__Requirements__
A – In the stamp-collecting glossary, rewrite the entry beginning "Grill - a pattern of small, square dots" as a short list that keeps its main facts.
B – According to the stamp-collecting glossary, in what year was the General Postal Union established?
C – Resume the stamp-collecting glossary after its final entry by adding further entries in the same style.

------ Reading passage

Flight cover - an envelope actually flown in the
 vehicle being commemorated

Folded paper - paper that is folded over at
 any time during the manufacturing processes. When unfolded, the paper
 will show a white space under the fold, and, conversely, may be printed
 on the back.

Foreign mail stamp - stamp issued specifically for use on
 mail going overseas. It is denoted by either the inscription or by the
 higher-valued currency used.

Forgery - a fraudulent reproduction of a
 postage stamp intended to deceive postal authorities and/or collectors


Franchise stamp - a stamp supplied without charge by postal
 administration to an individual or organization for distributing its mail


Franking - a mark on a cover that postage has been paid or that the
 envelope is being carried free of postage. Modern forms of franking are
 postage stamps and metered stamps.

Freaks - abnormal, usually
 non-repetitive occurrences in the production of stamps that results in a
 variation from the normal stamp but falls short of producing an error.
 Most paper folds, over-inking, and perforation shifts are freaks.

Free
 mail stamp - mail sent without a fee due to natural disasters. Troops on
 active duty might also enjoy this franking benefit.

Future delivery
 stamp - a stamp facilitating collection of tax on sale, agreement of
 sale, or agreement to sell any products or merchandise at any exchange
 board of trade, or other similar place for future delivery

General Post
 Office - common term for the administrative entity of the U.S. postal
 system in the late eighteenth and early nineteenth century

General
 Postal Union - a union of nations established in 1874, later known as
 Universal Postal Union. The international union was formed to ensure the
 creation of a single postal territory for the reciprocal exchange of
 correspondence among countries.

Grill - a pattern of small, square dots
 in an overall square or diamond-shape that is applied to stamps to
 prevent their reuse after cancellation. The embossing breaks the paper
 fibers of the stamp, allowing the canceling (obliterating) ink to
 penetrate effectively and preventing this ink from being removed by
 would-be defrauders.

Guerrilla stamp - a stamp issued by guerrilla
 forces to frank their correspondence. Use of such stamps was common in
 Taiwan (1895), Philippines (1898), South Africa (1899-1902), Ireland
 (1922-23), China (1929- ), and South Vietnam (1963-76).

Guide dots -
 faint markings used to facilitate the correct spacing and laying down of
 the impressions on the plate

Guide lines - horizontal and vertical lines
 that extend wholly or partially across sheets to facilitate perforating
 and cutting into panes. U.S. stamps are normally sold in panes of one
 hundred subjects. Blocks of stamps bearing such lines are designated as a
 'guide-line pair' or 'block', and blocks showing intersecting lines are
 termed 'center-line blocks'.

Gutter - the space between one unit and the
 next, whether a stamp, pane, or sheet. The term is generally applied to
 the wide space between panes.

Gutter snipe - a mis-cut of the gutter
 that leaves part of a stamp attached to the full gutter. Gutter snipes
 are regarded as 'freaks', not errors.

------------
------ Rows

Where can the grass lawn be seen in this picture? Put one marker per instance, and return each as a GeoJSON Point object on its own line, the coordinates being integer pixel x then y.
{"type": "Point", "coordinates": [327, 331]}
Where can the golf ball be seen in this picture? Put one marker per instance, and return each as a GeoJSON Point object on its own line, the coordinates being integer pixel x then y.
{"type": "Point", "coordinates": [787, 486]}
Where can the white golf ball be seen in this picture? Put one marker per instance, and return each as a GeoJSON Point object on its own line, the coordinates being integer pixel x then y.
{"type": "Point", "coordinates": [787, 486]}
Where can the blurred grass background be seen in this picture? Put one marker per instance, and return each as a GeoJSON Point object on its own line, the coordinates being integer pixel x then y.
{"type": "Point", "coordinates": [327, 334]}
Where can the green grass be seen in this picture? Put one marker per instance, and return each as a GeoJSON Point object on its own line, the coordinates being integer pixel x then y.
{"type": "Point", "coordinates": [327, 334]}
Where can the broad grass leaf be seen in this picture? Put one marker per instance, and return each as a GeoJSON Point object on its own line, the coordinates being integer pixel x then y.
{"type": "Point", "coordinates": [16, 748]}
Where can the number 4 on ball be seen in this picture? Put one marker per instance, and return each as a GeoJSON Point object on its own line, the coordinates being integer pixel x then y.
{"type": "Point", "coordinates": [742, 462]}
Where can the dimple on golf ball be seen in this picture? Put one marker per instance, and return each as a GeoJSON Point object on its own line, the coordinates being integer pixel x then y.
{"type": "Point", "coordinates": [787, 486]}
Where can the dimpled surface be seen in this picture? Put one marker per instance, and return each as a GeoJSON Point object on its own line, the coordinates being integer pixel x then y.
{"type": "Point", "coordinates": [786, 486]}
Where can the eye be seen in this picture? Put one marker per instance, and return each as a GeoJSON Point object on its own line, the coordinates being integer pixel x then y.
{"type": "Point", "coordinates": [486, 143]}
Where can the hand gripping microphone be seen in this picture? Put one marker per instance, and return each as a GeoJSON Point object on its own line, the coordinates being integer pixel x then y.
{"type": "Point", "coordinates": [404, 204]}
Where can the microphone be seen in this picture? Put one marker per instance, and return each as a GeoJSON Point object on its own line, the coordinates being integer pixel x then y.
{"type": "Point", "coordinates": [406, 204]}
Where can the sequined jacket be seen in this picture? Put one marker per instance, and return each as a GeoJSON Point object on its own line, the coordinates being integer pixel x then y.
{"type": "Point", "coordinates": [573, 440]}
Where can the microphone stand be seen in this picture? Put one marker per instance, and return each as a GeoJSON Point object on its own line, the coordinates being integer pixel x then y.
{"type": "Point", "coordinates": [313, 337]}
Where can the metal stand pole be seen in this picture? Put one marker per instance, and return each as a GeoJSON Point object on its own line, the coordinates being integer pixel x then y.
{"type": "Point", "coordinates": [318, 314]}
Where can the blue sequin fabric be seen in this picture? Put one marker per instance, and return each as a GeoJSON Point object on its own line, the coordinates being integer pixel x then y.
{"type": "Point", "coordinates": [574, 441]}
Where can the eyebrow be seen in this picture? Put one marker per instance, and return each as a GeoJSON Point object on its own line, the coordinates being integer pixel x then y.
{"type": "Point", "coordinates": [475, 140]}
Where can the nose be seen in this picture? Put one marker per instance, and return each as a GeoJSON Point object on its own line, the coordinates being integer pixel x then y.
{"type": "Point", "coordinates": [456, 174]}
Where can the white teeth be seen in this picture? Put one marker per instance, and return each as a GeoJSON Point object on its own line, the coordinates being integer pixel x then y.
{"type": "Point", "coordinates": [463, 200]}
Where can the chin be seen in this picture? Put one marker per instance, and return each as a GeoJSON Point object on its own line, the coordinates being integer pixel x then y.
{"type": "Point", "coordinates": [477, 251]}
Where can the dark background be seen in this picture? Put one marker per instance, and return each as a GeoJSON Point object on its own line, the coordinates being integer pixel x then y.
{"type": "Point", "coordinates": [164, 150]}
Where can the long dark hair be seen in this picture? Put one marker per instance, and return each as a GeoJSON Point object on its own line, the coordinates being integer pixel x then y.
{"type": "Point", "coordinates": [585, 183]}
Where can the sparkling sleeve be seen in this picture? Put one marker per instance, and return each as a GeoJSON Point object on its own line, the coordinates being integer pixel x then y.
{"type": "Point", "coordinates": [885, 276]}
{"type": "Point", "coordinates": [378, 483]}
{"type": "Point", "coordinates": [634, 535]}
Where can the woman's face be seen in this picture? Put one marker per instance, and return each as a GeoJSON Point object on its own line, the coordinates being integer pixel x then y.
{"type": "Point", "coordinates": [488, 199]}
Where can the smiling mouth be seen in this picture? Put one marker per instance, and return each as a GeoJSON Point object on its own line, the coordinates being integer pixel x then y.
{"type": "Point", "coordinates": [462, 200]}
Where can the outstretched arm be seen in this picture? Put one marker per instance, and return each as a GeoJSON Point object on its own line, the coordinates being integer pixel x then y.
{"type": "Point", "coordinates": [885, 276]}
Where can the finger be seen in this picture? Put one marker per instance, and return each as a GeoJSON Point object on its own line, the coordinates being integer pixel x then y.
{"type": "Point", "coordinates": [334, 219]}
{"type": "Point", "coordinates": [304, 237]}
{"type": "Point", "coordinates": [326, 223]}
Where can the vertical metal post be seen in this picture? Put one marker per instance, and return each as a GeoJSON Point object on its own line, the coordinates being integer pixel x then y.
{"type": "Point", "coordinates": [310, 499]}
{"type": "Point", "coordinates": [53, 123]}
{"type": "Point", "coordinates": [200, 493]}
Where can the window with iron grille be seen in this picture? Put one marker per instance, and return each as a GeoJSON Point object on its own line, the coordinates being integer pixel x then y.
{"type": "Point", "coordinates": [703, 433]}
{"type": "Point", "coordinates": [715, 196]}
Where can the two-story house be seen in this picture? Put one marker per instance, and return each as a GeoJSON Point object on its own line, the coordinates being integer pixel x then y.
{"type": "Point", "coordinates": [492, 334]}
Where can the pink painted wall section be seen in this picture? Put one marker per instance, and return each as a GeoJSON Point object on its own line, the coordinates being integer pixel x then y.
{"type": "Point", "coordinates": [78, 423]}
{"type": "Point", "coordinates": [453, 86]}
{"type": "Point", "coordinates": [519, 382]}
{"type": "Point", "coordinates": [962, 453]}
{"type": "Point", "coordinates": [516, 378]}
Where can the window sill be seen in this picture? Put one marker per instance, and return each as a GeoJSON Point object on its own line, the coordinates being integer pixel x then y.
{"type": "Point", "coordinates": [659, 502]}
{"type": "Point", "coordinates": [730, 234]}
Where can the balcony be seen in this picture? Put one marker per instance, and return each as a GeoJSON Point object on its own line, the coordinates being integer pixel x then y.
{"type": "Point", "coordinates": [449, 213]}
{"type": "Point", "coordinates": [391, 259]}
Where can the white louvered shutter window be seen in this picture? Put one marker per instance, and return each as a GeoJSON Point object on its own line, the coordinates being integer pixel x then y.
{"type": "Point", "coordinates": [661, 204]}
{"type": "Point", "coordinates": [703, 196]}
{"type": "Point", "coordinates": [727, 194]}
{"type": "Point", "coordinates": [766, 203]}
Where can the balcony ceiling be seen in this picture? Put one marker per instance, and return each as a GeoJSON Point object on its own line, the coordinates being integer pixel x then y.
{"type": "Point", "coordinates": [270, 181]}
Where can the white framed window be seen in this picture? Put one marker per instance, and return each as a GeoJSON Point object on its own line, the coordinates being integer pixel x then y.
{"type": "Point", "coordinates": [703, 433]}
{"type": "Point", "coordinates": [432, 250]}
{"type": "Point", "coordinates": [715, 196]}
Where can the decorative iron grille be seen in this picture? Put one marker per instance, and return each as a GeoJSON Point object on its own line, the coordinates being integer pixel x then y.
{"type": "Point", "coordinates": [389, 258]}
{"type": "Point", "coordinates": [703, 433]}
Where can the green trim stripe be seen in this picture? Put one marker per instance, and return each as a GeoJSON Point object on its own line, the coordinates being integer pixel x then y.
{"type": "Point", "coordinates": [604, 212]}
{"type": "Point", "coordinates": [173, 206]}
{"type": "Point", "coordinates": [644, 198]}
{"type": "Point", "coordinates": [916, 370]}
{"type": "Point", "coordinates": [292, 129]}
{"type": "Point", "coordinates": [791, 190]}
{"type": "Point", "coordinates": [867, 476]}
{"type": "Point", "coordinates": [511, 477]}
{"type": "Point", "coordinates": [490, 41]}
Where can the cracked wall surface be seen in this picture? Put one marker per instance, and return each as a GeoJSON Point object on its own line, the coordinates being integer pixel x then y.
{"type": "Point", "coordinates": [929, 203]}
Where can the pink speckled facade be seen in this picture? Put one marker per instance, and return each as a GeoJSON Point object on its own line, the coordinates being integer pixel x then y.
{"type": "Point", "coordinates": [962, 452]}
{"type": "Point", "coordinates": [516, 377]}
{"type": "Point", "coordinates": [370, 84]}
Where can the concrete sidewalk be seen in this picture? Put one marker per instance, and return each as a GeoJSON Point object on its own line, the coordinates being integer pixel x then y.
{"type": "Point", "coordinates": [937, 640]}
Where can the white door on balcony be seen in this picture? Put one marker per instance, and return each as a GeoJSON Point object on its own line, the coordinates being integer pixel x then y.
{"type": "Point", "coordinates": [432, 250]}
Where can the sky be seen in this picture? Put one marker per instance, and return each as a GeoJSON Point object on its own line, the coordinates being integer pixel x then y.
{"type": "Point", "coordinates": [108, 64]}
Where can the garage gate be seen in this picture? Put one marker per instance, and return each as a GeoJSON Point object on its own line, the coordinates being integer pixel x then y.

------------

__Answers given__
A –
Grill:
- A pattern of small, square dots arranged in an overall square or diamond shape
- Applied to stamps to prevent their reuse after cancellation
- The embossing breaks the stamp's paper fibers, letting the canceling ink penetrate
- This keeps would-be defrauders from removing the ink

B – 1874

C –
Handstamp - a stamp or overprint
 which has been applied to paper singly and without mechanical means; a
 hand-held apparatus for printing that is struck on an ink pad and then
 pressed on paper. The die may be of metal, rubber, or wood.

Handwritten
 plate number - handwritten numbers found where a die is not used

Harrow
 perforation - perforation generally used for small souvenir sheets in
 which the entire sheet is perforated in one operation

Highway Post
 Office Service - a mail distribution network. To compensate rural
 communities for the loss of Railway Mail Service, the Post Office
 Department inaugurated Highway Post Office (HPO) Service on February 10,
 1941. President Franklin D. Roosevelt had signed a measure creating the
 Highway Post Office Service on July 11, 1940. The inaugural route ran
 between Washington, D.C., and Harrisonburg, Virginia. The expansion of
 the Highway Post Office Service was postponed during World War II. A
 second route was established in 1946. This new service, like railway
 service, was to be a mail distribution network comprised of rapid
 pick-up, sorting, and dispatch to key points en route between two
 principal terminal cities. Mail processed on HPO vehicles was transferred
 along the route to connecting Star Routes, mail trains, and to various
 rural post offices. Highway mail routes generally served an average of
 twenty-five post offices directly and many others indirectly through Star
 Route and railway mail connections. Highway Post Office routes were
 organized on round trips which averaged 150 miles each way. There were
 very good reasons for this: 1) the bus generally held enough gas for
 about one 150 mile trip, and fuel stops wasted time; 2) service garages
 would have to be set up at both terminal cities, doubling the cost. For
 roughly the next decade, as railway mail service shrank, highway mail
 service grew. From 1960 to 1963 HPO service was replacing an average of
 20 trains a month. The service essentially became obsolete when the Post
 Office Department decided to reorganize its mail handling/distribution
 system by adopting the sectional center concept (see ZIP Code). On June
 30, 1974, 33 years after the first experimental trip, the last Highway
 Post Office made its final run over the Cincinnati-Cleveland (Ohio)
 route. Ironically, Railway Mail Service outlasted Highway Post Office
 Service by three years.

Hotel stamp - a local stamp issued by a remotely
 located hotel to pay for delivery of guests' mail to the nearest post
 office. Some hotels had their own post offices.

HPO - an abbreviation of
 the Highway Post Office Service which operated between 1941 and 1974.
 Highway Post Office buses were used to replace Railway Mail Service in
 areas where train service had been discontinued.

Hyphen-hole perforation
 - perforation that utilizes the line method in cutting rectangular holes
 instead of the usual round ones. Some U.S. revenue stamps use this type
 of perforation.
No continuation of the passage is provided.